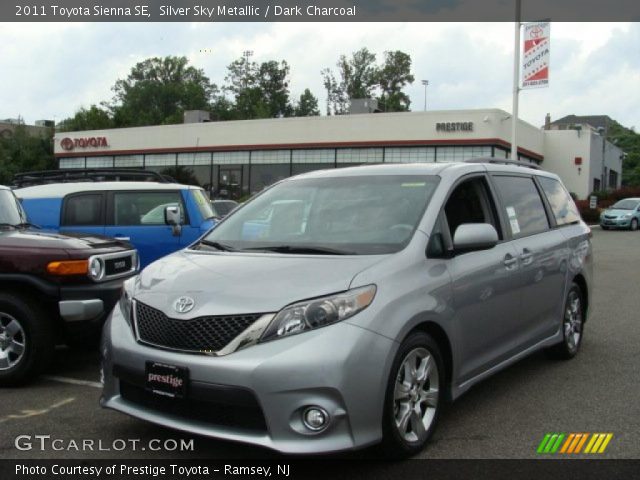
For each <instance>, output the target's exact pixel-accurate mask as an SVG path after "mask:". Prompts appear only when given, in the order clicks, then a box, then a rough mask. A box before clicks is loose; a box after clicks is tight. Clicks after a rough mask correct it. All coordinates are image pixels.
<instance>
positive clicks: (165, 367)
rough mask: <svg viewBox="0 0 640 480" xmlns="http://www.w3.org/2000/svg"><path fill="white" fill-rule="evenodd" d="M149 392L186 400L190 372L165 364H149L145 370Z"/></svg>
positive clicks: (145, 368)
mask: <svg viewBox="0 0 640 480" xmlns="http://www.w3.org/2000/svg"><path fill="white" fill-rule="evenodd" d="M145 382H146V388H147V390H150V391H151V392H153V393H156V394H158V395H163V396H165V397H172V398H185V397H186V395H187V384H188V383H189V370H187V369H186V368H184V367H177V366H175V365H167V364H165V363H158V362H147V363H146V368H145Z"/></svg>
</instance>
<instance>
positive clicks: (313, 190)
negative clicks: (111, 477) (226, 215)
mask: <svg viewBox="0 0 640 480" xmlns="http://www.w3.org/2000/svg"><path fill="white" fill-rule="evenodd" d="M508 163H509V162H508V161H505V160H501V161H498V160H495V159H478V160H474V161H467V162H462V163H435V164H406V165H390V164H386V165H376V166H365V167H353V168H345V169H335V170H325V171H317V172H312V173H308V174H305V175H300V176H297V177H293V178H289V179H287V180H284V181H281V182H279V183H278V184H276V185H274V186H273V187H271V188H269V189H267V190H265V191H264V192H262V193H261V194H260V195H258V196H256V197H255V198H253V199H252V200H250V201H249V202H247V203H246V204H244V205H243V206H241V207H240V208H239V209H237V210H235V211H234V212H233V213H232V214H231V215H229V216H228V217H227V218H225V219H224V220H223V221H222V222H221V223H220V224H219V225H218V226H217V227H216V228H215V229H213V230H211V231H210V232H209V233H208V234H206V235H205V236H203V237H202V238H201V239H200V240H199V241H197V242H196V243H194V244H192V245H191V246H189V247H188V248H186V249H184V250H181V251H179V252H176V253H174V254H172V255H169V256H167V257H165V258H163V259H160V260H158V261H156V262H154V263H153V264H151V265H150V266H148V267H147V268H146V269H145V270H144V271H143V272H142V273H141V274H140V275H139V276H137V277H134V278H133V279H130V280H128V281H127V282H126V284H125V287H124V289H123V294H122V298H121V300H120V303H119V306H118V307H116V308H115V310H114V311H113V313H112V316H111V318H110V319H109V321H108V322H107V324H106V325H105V329H104V335H103V341H102V357H103V359H102V369H103V377H104V391H103V395H102V399H101V404H102V405H103V406H104V407H106V408H111V409H114V410H118V411H120V412H124V413H126V414H129V415H131V416H134V417H137V418H140V419H143V420H147V421H150V422H154V423H157V424H161V425H165V426H167V427H171V428H176V429H179V430H183V431H187V432H192V433H195V434H199V435H205V436H210V437H215V438H221V439H228V440H234V441H241V442H247V443H251V444H256V445H262V446H265V447H269V448H272V449H276V450H279V451H281V452H288V453H319V452H333V451H338V450H348V449H355V448H362V447H365V446H368V445H373V444H376V443H379V442H383V446H384V447H385V449H386V451H387V452H389V453H391V454H392V455H396V456H397V455H402V456H407V455H412V454H415V453H417V452H418V451H419V450H420V449H422V448H423V447H424V445H425V443H426V442H427V441H428V439H429V437H430V436H431V435H432V434H433V431H434V429H435V427H436V424H437V421H438V417H439V414H440V411H441V409H442V406H443V403H444V402H446V401H450V400H454V399H456V398H457V397H459V396H460V395H462V394H463V393H464V392H465V391H466V390H468V389H469V388H470V387H471V386H473V385H474V384H476V383H477V382H479V381H480V380H482V379H484V378H486V377H487V376H489V375H491V374H493V373H495V372H497V371H498V370H500V369H502V368H504V367H507V366H508V365H510V364H512V363H514V362H516V361H518V360H519V359H521V358H523V357H525V356H527V355H529V354H531V353H532V352H534V351H537V350H540V349H546V350H547V351H548V352H549V353H550V354H551V356H554V357H558V358H564V359H569V358H572V357H574V356H575V355H576V353H577V352H578V350H579V348H580V344H581V340H582V336H583V328H584V323H585V321H586V319H587V312H588V305H589V300H590V298H591V296H590V285H591V278H592V248H591V232H590V230H589V228H588V227H587V226H586V225H585V223H584V222H583V221H582V220H581V219H580V216H579V214H578V211H577V209H576V207H575V205H574V203H573V201H572V200H571V197H570V196H569V194H568V192H567V190H566V189H565V188H564V186H563V185H562V183H561V182H560V180H559V179H558V177H557V176H556V175H553V174H550V173H546V172H542V171H540V170H537V169H534V168H527V167H526V166H523V165H510V164H508Z"/></svg>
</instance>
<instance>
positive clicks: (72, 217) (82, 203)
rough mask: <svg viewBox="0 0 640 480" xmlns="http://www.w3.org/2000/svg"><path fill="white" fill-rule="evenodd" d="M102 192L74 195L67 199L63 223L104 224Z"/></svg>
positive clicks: (66, 201) (90, 224) (81, 224)
mask: <svg viewBox="0 0 640 480" xmlns="http://www.w3.org/2000/svg"><path fill="white" fill-rule="evenodd" d="M102 197H103V195H102V194H101V193H85V194H82V195H74V196H72V197H68V198H67V199H66V200H65V206H64V214H63V217H62V225H64V226H72V225H102V224H103V222H102Z"/></svg>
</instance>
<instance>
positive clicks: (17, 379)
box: [0, 293, 54, 387]
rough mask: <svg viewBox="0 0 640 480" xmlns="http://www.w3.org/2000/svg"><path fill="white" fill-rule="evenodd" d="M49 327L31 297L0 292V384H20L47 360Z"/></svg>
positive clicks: (49, 358) (51, 348)
mask: <svg viewBox="0 0 640 480" xmlns="http://www.w3.org/2000/svg"><path fill="white" fill-rule="evenodd" d="M53 347H54V339H53V329H52V326H51V324H50V322H48V321H47V318H46V316H45V315H44V312H43V310H42V308H40V306H39V305H38V304H37V302H36V301H35V300H34V299H31V298H27V297H25V296H21V295H17V294H13V293H0V387H6V386H14V385H18V384H20V383H23V382H25V381H27V380H29V379H31V378H32V377H34V376H35V375H37V374H38V373H40V371H42V369H43V368H44V367H45V366H46V365H47V363H48V362H49V361H50V360H51V356H52V354H53Z"/></svg>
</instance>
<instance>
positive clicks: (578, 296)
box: [564, 290, 582, 352]
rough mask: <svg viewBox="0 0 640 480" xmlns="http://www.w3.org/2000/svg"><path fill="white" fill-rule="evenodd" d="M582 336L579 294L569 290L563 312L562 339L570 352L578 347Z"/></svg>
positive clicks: (577, 348) (581, 323)
mask: <svg viewBox="0 0 640 480" xmlns="http://www.w3.org/2000/svg"><path fill="white" fill-rule="evenodd" d="M581 336H582V305H581V300H580V294H579V293H578V292H577V291H575V290H571V292H570V293H569V298H568V299H567V306H566V309H565V312H564V339H565V342H566V343H567V347H568V348H569V350H571V351H572V352H574V351H576V350H577V349H578V346H579V345H580V337H581Z"/></svg>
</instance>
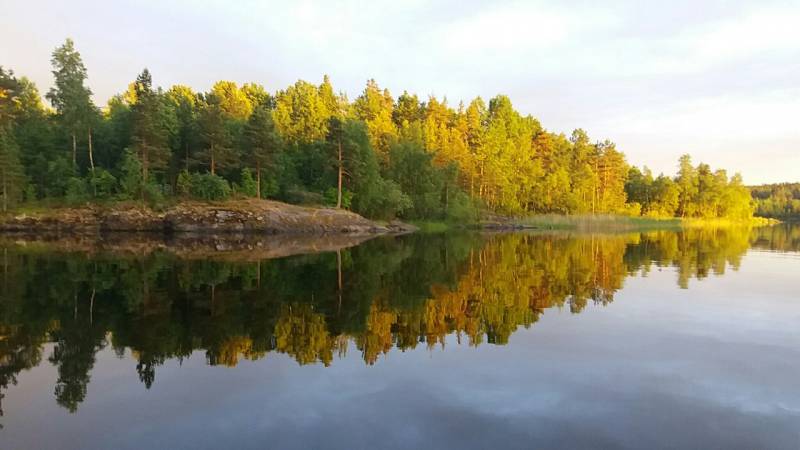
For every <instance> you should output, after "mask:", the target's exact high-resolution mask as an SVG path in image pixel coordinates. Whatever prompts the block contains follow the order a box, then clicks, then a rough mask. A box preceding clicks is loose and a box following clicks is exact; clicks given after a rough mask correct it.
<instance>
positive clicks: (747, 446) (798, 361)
mask: <svg viewBox="0 0 800 450" xmlns="http://www.w3.org/2000/svg"><path fill="white" fill-rule="evenodd" d="M353 244H357V242H340V243H337V242H323V243H318V242H307V241H303V242H296V241H290V242H280V243H279V244H270V243H269V242H262V243H253V242H233V243H230V242H216V241H211V242H209V241H203V242H200V241H196V242H195V241H188V242H187V241H179V242H172V241H169V242H154V241H152V240H148V239H145V238H133V237H131V238H125V239H119V238H117V239H115V240H103V241H98V242H91V241H85V240H69V239H59V240H56V241H53V242H29V241H25V240H22V239H16V238H15V239H9V238H6V239H4V240H2V241H0V248H2V251H3V255H2V256H3V261H2V263H3V264H2V268H3V278H2V290H1V291H0V293H1V295H0V396H1V397H2V398H0V407H1V408H2V413H3V415H2V417H0V424H2V427H3V428H2V429H1V430H0V448H3V449H50V448H54V449H57V448H65V449H93V448H98V449H101V448H102V449H127V448H130V449H140V448H187V449H204V448H215V449H216V448H281V449H293V448H297V449H306V448H346V449H358V448H421V447H426V448H558V447H560V448H725V449H729V448H742V449H765V448H770V449H773V448H774V449H783V448H785V449H797V448H800V253H799V252H800V227H791V226H779V227H773V228H763V229H756V230H732V229H728V230H689V231H686V232H682V233H676V232H668V231H661V232H652V233H631V234H614V235H588V234H502V235H485V234H451V235H409V236H401V237H385V238H376V239H372V240H369V241H367V242H363V243H360V244H359V245H353ZM276 245H277V247H276ZM341 247H344V248H341ZM315 249H316V250H327V251H323V252H321V253H313V254H310V253H308V252H311V251H313V250H315ZM298 252H299V253H304V254H301V255H294V256H285V255H287V254H291V253H298Z"/></svg>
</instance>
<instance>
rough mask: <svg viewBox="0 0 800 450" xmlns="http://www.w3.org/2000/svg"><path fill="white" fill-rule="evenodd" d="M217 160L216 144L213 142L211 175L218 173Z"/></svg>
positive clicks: (212, 145) (211, 150)
mask: <svg viewBox="0 0 800 450" xmlns="http://www.w3.org/2000/svg"><path fill="white" fill-rule="evenodd" d="M216 169H217V161H216V160H215V159H214V144H211V175H216V173H215V172H216Z"/></svg>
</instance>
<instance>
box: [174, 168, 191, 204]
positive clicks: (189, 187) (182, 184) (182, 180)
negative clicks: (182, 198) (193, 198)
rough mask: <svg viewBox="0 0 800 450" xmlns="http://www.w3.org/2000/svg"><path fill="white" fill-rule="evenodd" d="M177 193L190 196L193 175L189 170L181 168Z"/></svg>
mask: <svg viewBox="0 0 800 450" xmlns="http://www.w3.org/2000/svg"><path fill="white" fill-rule="evenodd" d="M175 193H176V194H178V195H180V196H181V197H188V196H189V195H191V193H192V176H191V175H189V171H188V170H181V172H180V173H179V174H178V180H177V182H176V183H175Z"/></svg>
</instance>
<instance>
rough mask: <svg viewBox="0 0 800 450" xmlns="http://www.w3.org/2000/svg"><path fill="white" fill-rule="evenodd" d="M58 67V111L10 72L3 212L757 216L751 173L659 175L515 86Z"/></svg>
mask: <svg viewBox="0 0 800 450" xmlns="http://www.w3.org/2000/svg"><path fill="white" fill-rule="evenodd" d="M51 62H52V66H53V77H54V86H53V88H52V89H50V90H49V91H48V92H47V93H46V94H45V98H46V101H47V102H48V103H49V105H47V106H46V105H45V104H44V103H43V99H42V97H41V95H40V93H39V91H38V90H37V88H36V86H35V85H34V84H33V83H32V82H31V81H30V80H28V79H27V78H25V77H17V76H15V74H14V72H13V71H11V70H8V69H3V68H0V183H2V193H1V195H2V209H3V210H7V209H12V208H15V207H17V206H19V205H25V204H33V205H48V206H54V205H60V204H80V203H85V202H110V201H125V200H144V201H147V202H149V203H151V204H158V203H159V202H165V201H177V200H180V199H190V198H195V199H205V200H223V199H226V198H231V197H259V198H274V199H278V200H282V201H286V202H290V203H300V204H317V205H330V206H337V207H343V208H349V209H352V210H354V211H356V212H359V213H361V214H364V215H366V216H368V217H374V218H390V217H401V218H405V219H431V220H469V219H473V218H475V217H476V214H477V211H480V210H490V211H495V212H499V213H505V214H541V213H558V214H594V213H612V214H626V215H634V216H635V215H643V216H650V217H675V216H677V217H702V218H717V217H724V218H734V219H741V218H748V217H751V216H752V214H753V212H754V210H755V202H754V201H753V200H752V198H751V194H750V191H749V190H748V189H747V187H745V186H744V184H743V183H742V179H741V176H740V175H738V174H736V175H733V176H728V174H727V173H726V172H725V171H724V170H712V168H711V167H709V166H708V165H707V164H699V165H694V164H693V163H692V161H691V159H690V157H689V156H688V155H684V156H683V157H681V158H680V161H679V163H678V172H677V174H676V175H675V176H670V175H664V174H659V175H654V174H652V173H651V172H650V171H649V170H648V169H647V168H637V167H631V166H630V165H629V164H628V163H627V162H626V159H625V155H624V154H623V153H622V152H620V151H619V150H618V149H617V148H616V145H615V144H614V143H613V142H610V141H608V140H605V141H592V140H591V139H590V138H589V136H588V135H587V133H586V132H584V131H583V130H581V129H577V130H575V131H573V132H572V133H571V134H570V135H569V136H567V135H565V134H559V133H554V132H550V131H547V130H546V129H544V128H543V127H542V125H541V124H540V123H539V121H538V120H536V119H535V118H533V117H531V116H529V115H528V116H524V115H522V114H520V113H519V112H517V111H516V110H515V109H514V108H513V107H512V104H511V101H510V100H509V98H508V97H506V96H503V95H498V96H496V97H494V98H492V99H490V100H489V101H488V103H487V102H485V101H484V100H483V99H481V98H476V99H474V100H472V101H471V102H469V103H468V104H464V103H460V104H458V105H456V106H450V105H448V102H447V100H446V99H438V98H436V97H435V96H429V97H428V98H427V99H420V98H419V97H418V96H417V95H415V94H410V93H408V92H403V93H402V94H401V95H400V96H398V97H393V96H392V95H391V94H390V93H389V91H388V90H386V89H381V88H380V87H379V86H378V84H377V83H376V82H375V81H374V80H369V81H368V82H367V85H366V87H365V88H364V90H363V92H362V93H361V94H360V95H359V96H358V97H357V98H355V99H354V100H352V101H351V100H349V99H348V98H347V96H346V95H344V94H342V93H337V92H336V91H335V90H334V88H333V86H332V85H331V83H330V80H329V79H328V77H327V76H326V77H324V79H323V81H322V83H321V84H319V85H315V84H311V83H308V82H306V81H297V82H296V83H295V84H294V85H291V86H289V87H287V88H285V89H283V90H278V91H277V92H274V93H273V92H268V91H267V90H266V89H265V88H264V87H262V86H261V85H258V84H254V83H246V84H243V85H238V84H237V83H234V82H231V81H219V82H217V83H216V84H214V86H213V87H212V88H211V90H210V91H209V92H204V93H197V92H194V91H193V90H192V89H191V88H189V87H187V86H181V85H176V86H172V87H170V88H169V89H162V88H160V87H156V86H154V85H153V81H152V76H151V74H150V72H149V71H148V70H147V69H144V70H143V71H142V72H141V73H140V74H139V75H138V76H137V77H136V78H135V80H133V82H132V83H130V85H129V86H128V87H127V89H125V90H124V91H123V92H122V93H120V94H119V95H116V96H114V97H113V98H112V99H111V100H110V101H109V102H108V104H107V105H106V106H105V107H102V108H99V107H98V106H96V105H95V104H94V103H93V102H92V92H91V90H90V89H89V87H88V86H87V79H88V72H87V69H86V67H85V66H84V64H83V62H82V59H81V56H80V54H79V53H78V51H77V50H76V49H75V47H74V44H73V42H72V41H71V40H69V39H67V40H66V42H65V43H64V45H62V46H60V47H58V48H57V49H55V51H54V52H53V54H52V60H51ZM795 198H796V197H795ZM759 205H761V201H760V200H759Z"/></svg>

- DIRECTIONS FOR THIS TASK -
Take the material above from its first line through the line holding "positive clicks: (313, 190)" and set it down exactly, without the pictures.

- EXPECTED ANSWER -
For each <instance>, output the target's exact pixel-accurate mask as an SVG path after "mask:". Prompts appear only when given, in the order clicks, then a box, then a rough mask. A box before clicks is loose; a box after clicks is tight. Clicks after a rough mask correct it. All coordinates are image pixels.
<instance>
positive clicks: (165, 367)
rough mask: <svg viewBox="0 0 640 480" xmlns="http://www.w3.org/2000/svg"><path fill="white" fill-rule="evenodd" d="M149 392L186 400L190 372L165 364H149L145 370Z"/></svg>
positive clicks: (145, 368)
mask: <svg viewBox="0 0 640 480" xmlns="http://www.w3.org/2000/svg"><path fill="white" fill-rule="evenodd" d="M145 382H146V388H147V390H150V391H151V392H153V393H156V394H158V395H163V396H165V397H172V398H185V397H186V395H187V384H188V383H189V370H187V369H186V368H184V367H177V366H175V365H167V364H165V363H158V362H147V363H146V368H145Z"/></svg>
</instance>
<instance>
positive clicks: (313, 190)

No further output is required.